**Texto selecionado:**
══════════════════════════════
O cinema popular mexicano dos anos 1940 e 1950; Douglas Sirk, o mestre do melodrama; os grandes “Filmes Negros” através dos continentes – essas são apenas algumas das retrospectivas mais recentes exibidas em Locarno e, posteriormente, exibidas em vários países.

Este ano, o público foi agraciado com uma retrospectiva de 40 filmes da Columbia Pictures, “The Lady with the TorchLink externo” (A Mulher com a Tocha”) organizada em parceria com a Cinémathèque suisse. Este evento marca o centésimo aniversário do famoso estúdio de Hollywood.

Nascido em 1981 no Irã, Ehsan Khoshbakht cresceu durante o período mais severo de censura artística da República Islâmica. Cinéfilo em formação antes da era da internet, dos computadores e das cópias piratas, a única maneira de saciar sua sede de filmes era por meio de uma rede clandestina que mantinha viva a arte da luz em tempos sombrios. Essa história é explorada em seu último documentário, “Celluloid Underground”, cuja estreia ocorreu no Festival de Cinema de Londres no ano passado.

Ehsan Khoshbakht é um dos diretores e principais programadores do festival “Il Cinema Ritrovato” em Bolonha, um festival único dedicado exclusivamente à história do cinema. Para a edição deste ano, ele organizou uma retrospectiva dedicada ao diretor Anatole Litvak, nascido em Kiev, que fez filmes na França, Alemanha e em Hollywood entre as décadas de 1930 e 1970.

Em 2023, Ehsan Khoshbakht organizou o programa mais abrangente do cinema iraniano pré-revolucionário para o Museum of Modern Art (MoMA) de Nova York.

Além de seu trabalho como programador, ele é autor de vários livros em persa sobre temas como filmes ocidentais, cinema clássico de Hollywood, bem como cinema e arquitetura.

Um homem de óculos e terno
Ehsan Khoshbakht durante uma apresentação no Festival Internacional de Cinema de Viena (Viennale) em 2023. Viennale

swissinfo.ch: Você tem alguma lembrança marcante dos filmes da Columbia durante sua infância?
══════════════════════════════
Entradas de um conjunto de anotações por pontos:
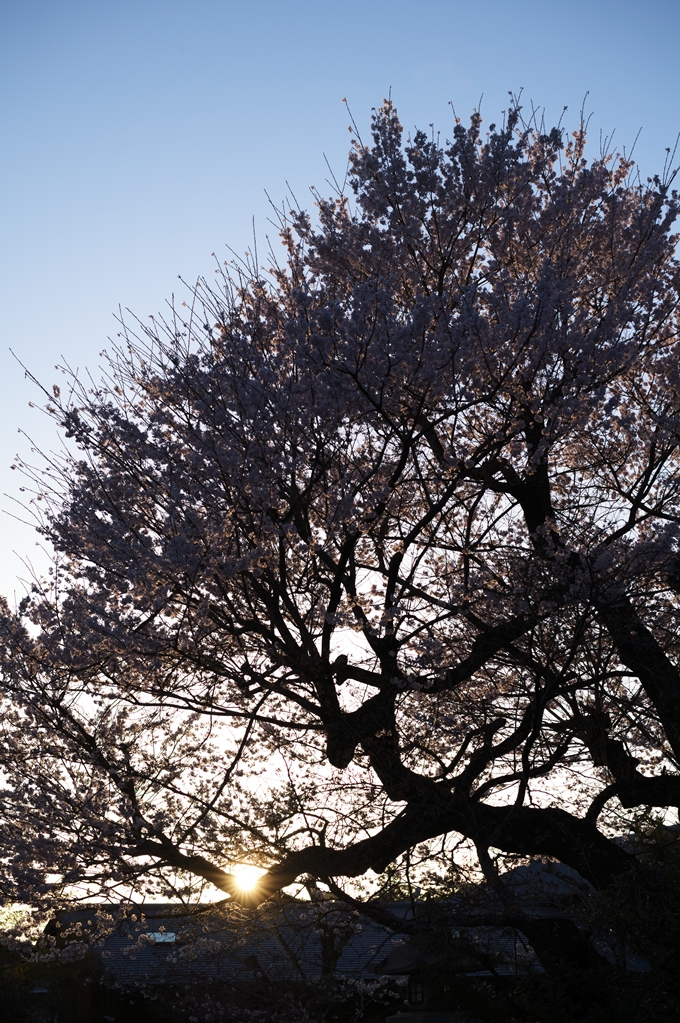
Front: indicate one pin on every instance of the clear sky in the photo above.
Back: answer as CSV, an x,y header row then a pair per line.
x,y
139,136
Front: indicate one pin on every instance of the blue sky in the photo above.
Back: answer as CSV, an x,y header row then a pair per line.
x,y
139,137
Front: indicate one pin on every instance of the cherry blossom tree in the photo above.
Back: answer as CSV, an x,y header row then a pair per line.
x,y
372,551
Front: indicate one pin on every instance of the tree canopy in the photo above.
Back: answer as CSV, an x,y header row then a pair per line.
x,y
369,552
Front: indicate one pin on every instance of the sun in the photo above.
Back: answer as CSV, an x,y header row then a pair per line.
x,y
246,876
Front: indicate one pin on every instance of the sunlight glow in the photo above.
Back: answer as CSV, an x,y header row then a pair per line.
x,y
246,876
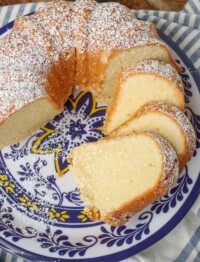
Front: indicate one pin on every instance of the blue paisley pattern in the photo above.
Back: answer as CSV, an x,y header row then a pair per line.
x,y
32,189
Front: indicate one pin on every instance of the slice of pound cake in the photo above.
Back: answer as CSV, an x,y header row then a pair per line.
x,y
167,121
143,82
121,176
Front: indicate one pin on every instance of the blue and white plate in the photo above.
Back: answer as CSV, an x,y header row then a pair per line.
x,y
41,216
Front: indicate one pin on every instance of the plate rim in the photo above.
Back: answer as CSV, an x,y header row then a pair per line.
x,y
159,234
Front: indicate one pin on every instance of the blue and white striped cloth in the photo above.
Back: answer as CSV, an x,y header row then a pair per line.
x,y
184,29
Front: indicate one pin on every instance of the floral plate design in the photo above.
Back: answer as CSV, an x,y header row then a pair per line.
x,y
41,216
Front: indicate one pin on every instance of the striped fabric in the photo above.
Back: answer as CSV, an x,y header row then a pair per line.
x,y
184,29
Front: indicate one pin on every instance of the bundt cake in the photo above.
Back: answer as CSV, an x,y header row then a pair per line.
x,y
143,82
121,176
168,122
67,45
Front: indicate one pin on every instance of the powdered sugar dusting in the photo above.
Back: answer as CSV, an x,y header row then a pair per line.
x,y
171,165
17,51
181,118
19,89
155,67
113,26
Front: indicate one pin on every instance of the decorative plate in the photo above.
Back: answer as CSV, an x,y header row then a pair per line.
x,y
41,216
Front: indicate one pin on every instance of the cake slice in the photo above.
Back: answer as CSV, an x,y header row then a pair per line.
x,y
121,176
143,82
25,105
168,122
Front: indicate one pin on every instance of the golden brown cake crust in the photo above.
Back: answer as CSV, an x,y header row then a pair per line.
x,y
168,177
184,123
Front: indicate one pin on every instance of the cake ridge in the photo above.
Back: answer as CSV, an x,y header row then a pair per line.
x,y
155,67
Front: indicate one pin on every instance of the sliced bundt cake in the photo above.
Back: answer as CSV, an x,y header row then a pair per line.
x,y
143,82
168,122
121,176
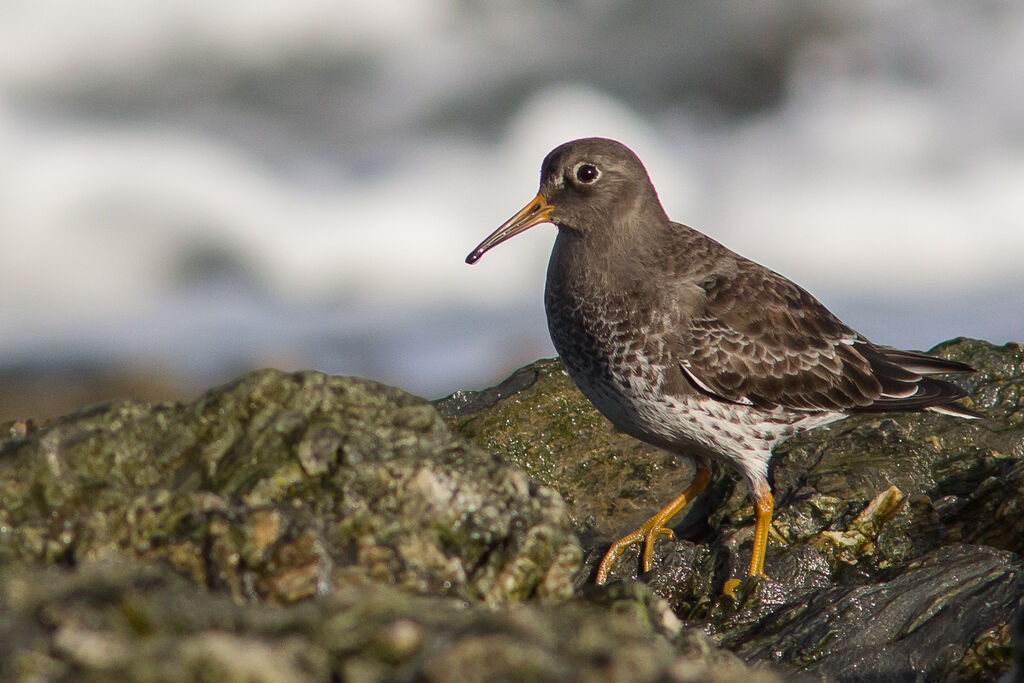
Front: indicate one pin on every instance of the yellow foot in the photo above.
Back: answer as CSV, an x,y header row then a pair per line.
x,y
647,535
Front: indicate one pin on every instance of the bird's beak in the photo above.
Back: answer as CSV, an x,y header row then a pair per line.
x,y
538,211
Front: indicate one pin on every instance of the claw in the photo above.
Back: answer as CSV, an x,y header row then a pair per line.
x,y
653,527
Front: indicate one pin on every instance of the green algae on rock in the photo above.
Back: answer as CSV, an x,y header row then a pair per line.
x,y
124,621
284,485
873,514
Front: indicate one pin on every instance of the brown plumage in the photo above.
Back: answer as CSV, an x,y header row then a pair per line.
x,y
689,346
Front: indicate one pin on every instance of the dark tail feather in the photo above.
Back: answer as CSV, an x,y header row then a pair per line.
x,y
906,384
922,363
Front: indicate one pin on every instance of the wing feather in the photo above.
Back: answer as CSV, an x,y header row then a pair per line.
x,y
760,339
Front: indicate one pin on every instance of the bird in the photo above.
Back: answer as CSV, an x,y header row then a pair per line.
x,y
691,347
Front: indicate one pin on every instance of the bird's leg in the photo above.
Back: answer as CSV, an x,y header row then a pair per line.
x,y
763,506
653,527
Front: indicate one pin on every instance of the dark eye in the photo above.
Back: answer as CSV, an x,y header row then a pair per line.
x,y
587,173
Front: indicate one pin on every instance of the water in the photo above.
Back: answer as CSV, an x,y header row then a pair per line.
x,y
208,188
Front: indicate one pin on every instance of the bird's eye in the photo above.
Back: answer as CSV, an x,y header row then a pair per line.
x,y
587,173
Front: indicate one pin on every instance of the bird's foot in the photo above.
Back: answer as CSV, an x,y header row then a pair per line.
x,y
647,535
730,586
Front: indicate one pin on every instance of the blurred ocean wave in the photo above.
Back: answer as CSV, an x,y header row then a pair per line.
x,y
202,189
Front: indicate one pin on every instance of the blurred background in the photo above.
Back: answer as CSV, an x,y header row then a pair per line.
x,y
189,188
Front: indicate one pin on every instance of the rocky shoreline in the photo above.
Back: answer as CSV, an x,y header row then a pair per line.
x,y
299,526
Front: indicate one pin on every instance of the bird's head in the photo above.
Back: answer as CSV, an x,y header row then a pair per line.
x,y
589,186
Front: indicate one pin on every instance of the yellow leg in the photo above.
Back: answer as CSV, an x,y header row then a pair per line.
x,y
653,527
763,507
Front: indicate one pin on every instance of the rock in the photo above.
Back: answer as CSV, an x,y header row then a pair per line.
x,y
894,553
298,526
281,486
116,620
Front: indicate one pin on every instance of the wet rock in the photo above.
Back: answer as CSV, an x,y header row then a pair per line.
x,y
123,621
282,486
895,549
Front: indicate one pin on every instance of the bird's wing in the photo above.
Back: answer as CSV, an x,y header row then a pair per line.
x,y
759,339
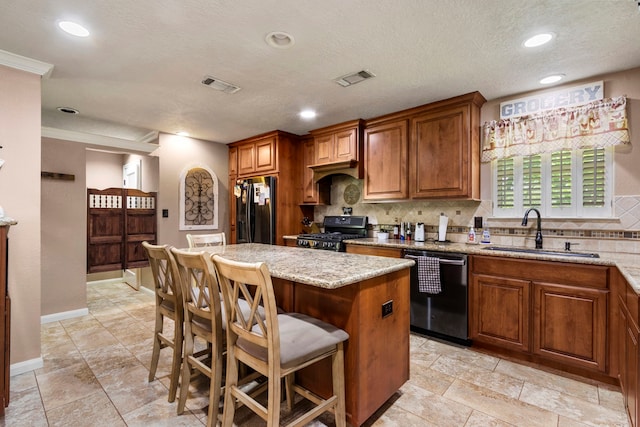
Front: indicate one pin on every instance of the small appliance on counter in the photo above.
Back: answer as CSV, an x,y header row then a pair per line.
x,y
419,232
336,229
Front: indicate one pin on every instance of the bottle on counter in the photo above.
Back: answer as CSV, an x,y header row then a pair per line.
x,y
486,237
472,236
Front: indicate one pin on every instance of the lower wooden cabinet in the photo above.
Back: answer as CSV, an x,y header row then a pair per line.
x,y
569,324
500,311
546,311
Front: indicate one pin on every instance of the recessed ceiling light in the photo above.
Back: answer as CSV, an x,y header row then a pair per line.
x,y
73,28
551,79
308,114
68,110
280,40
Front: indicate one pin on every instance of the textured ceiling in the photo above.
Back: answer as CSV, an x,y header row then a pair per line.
x,y
142,66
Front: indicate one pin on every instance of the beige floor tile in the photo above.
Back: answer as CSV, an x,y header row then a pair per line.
x,y
581,389
66,385
571,407
130,389
25,409
491,380
92,410
436,410
479,419
500,406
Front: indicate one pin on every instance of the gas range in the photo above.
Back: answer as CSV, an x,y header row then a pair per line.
x,y
336,229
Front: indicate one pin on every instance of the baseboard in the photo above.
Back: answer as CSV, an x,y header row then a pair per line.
x,y
26,366
49,318
105,281
147,290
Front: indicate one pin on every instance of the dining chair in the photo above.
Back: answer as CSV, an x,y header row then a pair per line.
x,y
168,304
204,240
202,320
276,346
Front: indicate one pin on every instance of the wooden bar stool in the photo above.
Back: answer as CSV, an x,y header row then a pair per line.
x,y
276,346
168,304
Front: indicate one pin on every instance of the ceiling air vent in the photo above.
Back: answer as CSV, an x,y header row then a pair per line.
x,y
353,78
220,85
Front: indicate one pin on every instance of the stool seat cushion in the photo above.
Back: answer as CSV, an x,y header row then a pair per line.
x,y
302,338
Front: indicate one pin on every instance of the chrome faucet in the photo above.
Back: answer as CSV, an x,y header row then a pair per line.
x,y
539,226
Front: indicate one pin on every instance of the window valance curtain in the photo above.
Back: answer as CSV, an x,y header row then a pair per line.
x,y
597,124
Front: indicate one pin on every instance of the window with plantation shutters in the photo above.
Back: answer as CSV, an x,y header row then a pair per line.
x,y
561,188
561,184
504,180
593,177
532,181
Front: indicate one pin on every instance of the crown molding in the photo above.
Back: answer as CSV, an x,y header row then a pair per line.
x,y
25,64
99,140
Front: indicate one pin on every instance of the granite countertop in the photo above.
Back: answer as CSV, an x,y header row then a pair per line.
x,y
324,269
627,263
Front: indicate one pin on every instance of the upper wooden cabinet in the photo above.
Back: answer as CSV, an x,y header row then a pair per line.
x,y
385,159
338,147
313,193
438,157
445,150
257,156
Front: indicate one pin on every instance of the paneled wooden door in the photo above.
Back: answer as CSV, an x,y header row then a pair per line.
x,y
118,221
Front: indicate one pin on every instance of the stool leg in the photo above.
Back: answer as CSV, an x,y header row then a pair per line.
x,y
337,373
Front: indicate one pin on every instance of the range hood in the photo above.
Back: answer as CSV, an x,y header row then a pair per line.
x,y
349,167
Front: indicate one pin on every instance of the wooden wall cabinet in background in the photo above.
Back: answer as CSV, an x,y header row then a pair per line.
x,y
338,149
276,154
313,193
426,152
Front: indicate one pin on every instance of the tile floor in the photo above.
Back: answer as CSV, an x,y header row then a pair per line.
x,y
96,367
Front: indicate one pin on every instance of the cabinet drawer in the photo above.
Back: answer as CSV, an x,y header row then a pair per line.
x,y
584,275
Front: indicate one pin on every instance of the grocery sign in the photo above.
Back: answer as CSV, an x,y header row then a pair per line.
x,y
567,97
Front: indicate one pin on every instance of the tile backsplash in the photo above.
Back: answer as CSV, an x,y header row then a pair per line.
x,y
619,234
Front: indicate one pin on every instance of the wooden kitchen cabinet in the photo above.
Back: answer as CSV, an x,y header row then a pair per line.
x,y
569,324
258,157
427,152
338,148
444,149
550,312
385,161
500,314
313,193
276,154
628,335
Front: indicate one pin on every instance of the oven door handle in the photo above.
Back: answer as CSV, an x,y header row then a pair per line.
x,y
451,261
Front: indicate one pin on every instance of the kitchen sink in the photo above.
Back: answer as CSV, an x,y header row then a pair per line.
x,y
542,251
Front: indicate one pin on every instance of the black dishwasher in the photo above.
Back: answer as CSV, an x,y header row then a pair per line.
x,y
442,315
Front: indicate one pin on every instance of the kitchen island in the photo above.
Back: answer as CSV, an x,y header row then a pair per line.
x,y
367,296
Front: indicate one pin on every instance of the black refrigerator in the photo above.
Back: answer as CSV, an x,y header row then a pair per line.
x,y
255,210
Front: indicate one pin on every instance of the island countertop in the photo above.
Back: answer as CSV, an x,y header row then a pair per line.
x,y
324,269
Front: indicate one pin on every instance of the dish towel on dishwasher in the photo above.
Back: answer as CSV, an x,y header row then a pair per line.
x,y
428,274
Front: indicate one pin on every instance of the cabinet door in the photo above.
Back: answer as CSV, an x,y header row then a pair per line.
x,y
246,159
266,155
345,146
439,153
499,311
570,324
323,149
233,161
628,361
385,161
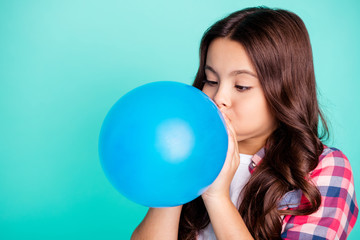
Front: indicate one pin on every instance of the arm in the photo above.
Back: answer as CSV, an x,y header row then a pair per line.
x,y
159,223
224,216
338,211
226,220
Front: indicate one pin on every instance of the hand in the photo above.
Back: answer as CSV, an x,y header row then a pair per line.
x,y
220,188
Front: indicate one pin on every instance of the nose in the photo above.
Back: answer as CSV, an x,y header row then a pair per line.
x,y
222,99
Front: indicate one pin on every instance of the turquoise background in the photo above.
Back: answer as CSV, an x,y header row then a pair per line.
x,y
63,64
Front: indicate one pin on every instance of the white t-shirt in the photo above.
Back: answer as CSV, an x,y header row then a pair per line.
x,y
241,177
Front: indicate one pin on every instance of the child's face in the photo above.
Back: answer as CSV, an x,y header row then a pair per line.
x,y
238,94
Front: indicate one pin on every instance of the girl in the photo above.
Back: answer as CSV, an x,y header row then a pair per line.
x,y
279,181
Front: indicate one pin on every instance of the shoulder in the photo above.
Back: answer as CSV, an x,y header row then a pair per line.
x,y
332,162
══════════════════════════════
**Instrução A:**
Relacione todas as linhas dos registros em que aparece a palavra "wing", copiando cada uma na íntegra.
**Instrução B:**
Dê continuidade ao texto sobre Ehsan Khoshbakht e as retrospectivas de cinema, começando logo após a última frase apresentada.

**Resposta A:**
Front: indicate one pin on every instance of the wing feather in the photo above.
Front: indicate one pin on every instance of the bird's wing in the photo above.

**Resposta B:**
Ehsan Khoshbakht: A Columbia foi um dos primeiros estúdios a entrar na televisão. Nos anos 1950, uma geração de pessoas que não tinha visto os filmes das décadas de 1930 e 1940 começou a assistir Os Três Patetas na televisão, que se tornaram de repente um fenômeno cult. Seus filmes eram sempre curtos – cerca de quinze minutos.

Nos anos 1950, a Columbia começou a produzir longas-metragens com eles para aproveitar esse novo sucesso. O primeiro filme da Columbia Pictures que vi foi justamente um desses filmes dos Três Patetas, “Have Rocket, Will Travel”, na televisão iraniana. É um filme de ficção científica em que uma aranha gigante os persegue na lua. Esse filme me marcou!

Eu era um grande fã de Glenn Ford desde a minha adolescência e, mais tarde, percebi que ele estava fortemente associado à Columbia.

Cartaz antigo
Antigo cartaz do filme “Gilda”, estrelado por Glenn Ford e Rita Hayworth. Arta Barzanji

swissinfo.ch: Quais são os elementos que distinguem a Columbia Pictures dos outros estúdios de Hollywood?

E.K.: O sistema dos estúdios baseava-se em contratos de longa duração, geralmente de cerca de sete anos, que permitiam vincular e explorar as diferentes pessoas que trabalhavam nesse setor, especialmente as estrelas, que eram tratadas como bestas de carga.

No entanto, a Columbia não fazia contratos de longa duração, pois o estúdio não queria correr o risco de contratar alguém por um longo período e que pudesse perder o favor do público. Em vez disso, a Columbia se tornou essencialmente um estúdio de “freelancers”. Isso significa que o estúdio contava com vozes, talentos e visões diferentes, que iam e vinham constantemente.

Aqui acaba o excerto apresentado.